━━ QUOTED PASSAGE

We further evaluate RAN on the PolyU Real-world Noisy Image Dataset (Xu et al., 2018), which contains real noise under varying ISO and shutter speeds. Unlike synthetic Gaussian noise, PolyU requires modeling complex, non-i.i.d. noise patterns under tight budgets.
Protocol and preprocessing.
We split the dataset into train/test following paired Real (noisy) and Mean (clean) folders. During training, we apply random cropping to generate $128× 128$ patches; during evaluation, we use center crops for deterministic reporting. To apply our non-convolutional model, we use a patch-based strategy: each image is unfolded into non-overlapping patches of size $P× P$ ( $P=4$ ), yielding $d=3P^{2}=48$ input dimensions per patch. Model configuration and budgets. We instantiate a lightweight Residual Rational-ANOVA model with 3 layers and a hidden dimension of 16, equipped with both unit-level gating and block-level residual connections for stable optimization. Importantly, PolyU is evaluated as an efficiency study: we report PSNR versus parameter count and compare the Pareto frontier across model families rather than enforcing a single identical budget for all methods. As shown in Fig. 4, RAN achieves high PSNR at a small budget (e.g., $\sim$ 50k parameters), while the compared CNN/KAN baselines are instantiated at larger budgets (e.g., $\sim$ 600k parameters) to reflect their typical operating points. Training and metrics. All models use Adam ( $10^{-3}$ ), batch size 32, and identical epoch budgets. We optimize $\ell_{1}$ (MAE) to better preserve sharp edges, and process patches in chunks (4,096 per forward) to save memory. We report PSNR on full-resolution reconstructions after refolding and clamping outputs to $[0,1]$ . Baselines. We compare against (i) a ReLU MLP at matched small budgets, (ii) a lightweight CNN for fast denoising at larger budgets, and (iii) KAN (B-splines) at comparable larger budgets. Fig. 4 summarizes PSNR–Params trade-offs.
4.4 Ablation Studies
We conduct ablations on TabArena and CIFAR-10 to isolate the sources of improvement. We fix the parameter budget to $\sim$ 1M and decouple the effects of topology (Dense vs. Sparse ANOVA) and activation (ReLU vs. Rational).
Table 3: Component Analysis. Dense vs. sparse ANOVA topology and ReLU vs. rational activations under a fixed $\sim$ 1M budget.
| MLP (Base) MLP-Rat ANOVA-ReLU | Dense Dense Sparse | ReLU Rational ReLU | 0.82 0.89 0.86 | 56.0 56.8 55.2 |
| --- | --- | --- | --- | --- |
| RAN (Ours) | Sparse | Rational | 0.96 | 58.3 |
Structure vs. activation. MLP-Rat improves over the dense ReLU baseline, indicating that learnable rational nonlinearities are beneficial even without sparsity. However, ANOVA-ReLU degrades CIFAR-10 accuracy, suggesting that sparsity alone can reduce effective capacity for complex visual patterns. Combining both yields the best result: RAN achieves the strongest performance across domains, supporting a synergistic effect where rational units compensate for capacity loss induced by sparse ANOVA connectivity. Topology and stability. We further study: (i) interaction set selection for $\mathcal{S}$ (random vs. heuristic criteria), and (ii) stabilization mechanisms. Heuristic selection provides negligible gains ( $<0.3\%$ ) while increasing preprocessing overhead, suggesting that having mixing capacity matters more than precise initial pair choice. Stability constraints are critical: removing the positive denominator constraint can trigger divergence across seeds, and removing residual gating (i.e., $\alpha=1$ ) substantially reduces final accuracy, confirming that near-identity initialization is important.

━━━━

REQUIRED TASK 1:
Using the RAN excerpt, answer each question on its own line:
(a) What patch size P is used when each image is unfolded into non-overlapping patches?
(b) What batch size do all models use during training?
(c) What parameter budget is fixed for the ablation studies?
REQUIRED TASK 2:
Reproduce the RAN excerpt word for word, everything from "4.4 Ablation Studies" down to "fixed $\sim$ 1M budget.".

━━ DATASET EXCERPTS

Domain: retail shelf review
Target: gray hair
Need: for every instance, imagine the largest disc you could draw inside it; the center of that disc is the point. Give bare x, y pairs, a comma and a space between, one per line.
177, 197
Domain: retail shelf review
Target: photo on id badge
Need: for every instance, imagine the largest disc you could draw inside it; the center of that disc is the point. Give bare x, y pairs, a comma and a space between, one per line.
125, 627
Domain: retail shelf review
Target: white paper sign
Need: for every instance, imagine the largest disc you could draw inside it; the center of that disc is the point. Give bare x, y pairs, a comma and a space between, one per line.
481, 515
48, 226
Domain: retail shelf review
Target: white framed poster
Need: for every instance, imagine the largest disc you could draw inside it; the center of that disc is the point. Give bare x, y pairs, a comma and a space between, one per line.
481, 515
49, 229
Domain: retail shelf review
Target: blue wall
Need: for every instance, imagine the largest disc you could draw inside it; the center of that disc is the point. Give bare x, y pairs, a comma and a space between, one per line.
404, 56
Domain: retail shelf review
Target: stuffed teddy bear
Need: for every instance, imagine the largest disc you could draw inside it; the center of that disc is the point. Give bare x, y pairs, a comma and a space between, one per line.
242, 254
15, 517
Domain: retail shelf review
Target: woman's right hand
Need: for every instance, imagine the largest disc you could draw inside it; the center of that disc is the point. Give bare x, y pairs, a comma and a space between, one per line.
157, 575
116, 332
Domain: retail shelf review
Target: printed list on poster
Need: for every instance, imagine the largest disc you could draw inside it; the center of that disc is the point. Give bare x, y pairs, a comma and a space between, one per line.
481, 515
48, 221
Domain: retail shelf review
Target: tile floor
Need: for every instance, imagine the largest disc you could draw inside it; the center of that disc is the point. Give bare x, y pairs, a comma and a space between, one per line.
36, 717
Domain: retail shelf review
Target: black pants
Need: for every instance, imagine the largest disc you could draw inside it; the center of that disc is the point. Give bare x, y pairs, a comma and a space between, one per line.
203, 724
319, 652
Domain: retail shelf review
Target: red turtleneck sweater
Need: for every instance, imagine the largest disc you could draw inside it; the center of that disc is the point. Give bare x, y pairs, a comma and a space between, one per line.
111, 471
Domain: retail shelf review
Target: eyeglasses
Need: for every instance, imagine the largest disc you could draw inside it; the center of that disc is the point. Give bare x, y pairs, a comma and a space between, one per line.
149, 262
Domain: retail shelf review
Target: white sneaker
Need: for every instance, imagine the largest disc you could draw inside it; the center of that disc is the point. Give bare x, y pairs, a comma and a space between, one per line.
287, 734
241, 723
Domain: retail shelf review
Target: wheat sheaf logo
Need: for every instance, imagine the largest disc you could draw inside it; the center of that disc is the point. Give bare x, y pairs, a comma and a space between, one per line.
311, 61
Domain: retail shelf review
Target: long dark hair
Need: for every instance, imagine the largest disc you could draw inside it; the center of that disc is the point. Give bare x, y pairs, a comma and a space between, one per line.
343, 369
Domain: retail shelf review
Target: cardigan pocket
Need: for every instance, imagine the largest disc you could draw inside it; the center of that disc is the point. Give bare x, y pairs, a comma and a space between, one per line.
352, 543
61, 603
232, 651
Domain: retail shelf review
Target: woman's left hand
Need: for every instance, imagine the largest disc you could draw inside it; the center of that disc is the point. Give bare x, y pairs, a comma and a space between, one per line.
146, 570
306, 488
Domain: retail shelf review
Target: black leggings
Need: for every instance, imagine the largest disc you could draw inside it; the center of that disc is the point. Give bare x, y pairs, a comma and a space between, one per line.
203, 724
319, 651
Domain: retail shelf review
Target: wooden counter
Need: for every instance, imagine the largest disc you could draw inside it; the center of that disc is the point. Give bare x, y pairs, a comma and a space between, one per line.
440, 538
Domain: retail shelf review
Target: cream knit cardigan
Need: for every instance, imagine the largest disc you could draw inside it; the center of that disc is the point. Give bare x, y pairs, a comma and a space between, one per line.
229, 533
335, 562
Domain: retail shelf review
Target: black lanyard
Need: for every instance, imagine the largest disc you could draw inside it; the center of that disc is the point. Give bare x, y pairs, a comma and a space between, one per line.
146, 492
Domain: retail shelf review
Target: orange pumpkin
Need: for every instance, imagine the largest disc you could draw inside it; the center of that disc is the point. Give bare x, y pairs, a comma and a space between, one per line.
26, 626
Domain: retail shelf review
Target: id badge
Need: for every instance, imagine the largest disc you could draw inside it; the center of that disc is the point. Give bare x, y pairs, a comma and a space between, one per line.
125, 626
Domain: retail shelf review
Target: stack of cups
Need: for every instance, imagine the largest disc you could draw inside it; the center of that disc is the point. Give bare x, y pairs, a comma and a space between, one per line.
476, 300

━━━━

CORRECT RESPONSE 1:
(a) P = 4
(b) 32
(c) About 1M parameters

CORRECT RESPONSE 2:
4.4 Ablation Studies
We conduct ablations on TabArena and CIFAR-10 to isolate the sources of improvement. We fix the parameter budget to $\sim$ 1M and decouple the effects of topology (Dense vs. Sparse ANOVA) and activation (ReLU vs. Rational).
Table 3: Component Analysis. Dense vs. sparse ANOVA topology and ReLU vs. rational activations under a fixed $\sim$ 1M budget.